Your task =>
Copy exactly, please, the lines of the data from its start through the line containing "In this exercise you will pick out the khaki".

Stored data
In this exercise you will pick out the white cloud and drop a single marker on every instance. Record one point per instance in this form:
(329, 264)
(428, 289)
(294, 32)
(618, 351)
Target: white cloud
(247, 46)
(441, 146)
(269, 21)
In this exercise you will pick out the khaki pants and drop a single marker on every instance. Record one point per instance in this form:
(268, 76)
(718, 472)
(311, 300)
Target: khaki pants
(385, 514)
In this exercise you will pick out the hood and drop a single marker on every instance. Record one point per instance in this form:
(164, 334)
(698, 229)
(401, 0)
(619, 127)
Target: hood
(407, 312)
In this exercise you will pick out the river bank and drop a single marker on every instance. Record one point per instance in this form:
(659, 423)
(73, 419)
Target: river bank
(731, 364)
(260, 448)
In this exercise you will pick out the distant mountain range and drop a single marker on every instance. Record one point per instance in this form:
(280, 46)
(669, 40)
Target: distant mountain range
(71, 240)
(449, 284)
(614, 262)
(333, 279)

Written solution =>
In this exercise you will pick out the white cloud and drop a single marker on every instance. Record one point per instance in this form:
(329, 264)
(428, 289)
(294, 32)
(618, 351)
Target: white cloud
(247, 46)
(441, 146)
(269, 21)
In this exercise you will pick out the khaki pants and drop a single marker on every instance. Record one point per instance in this form:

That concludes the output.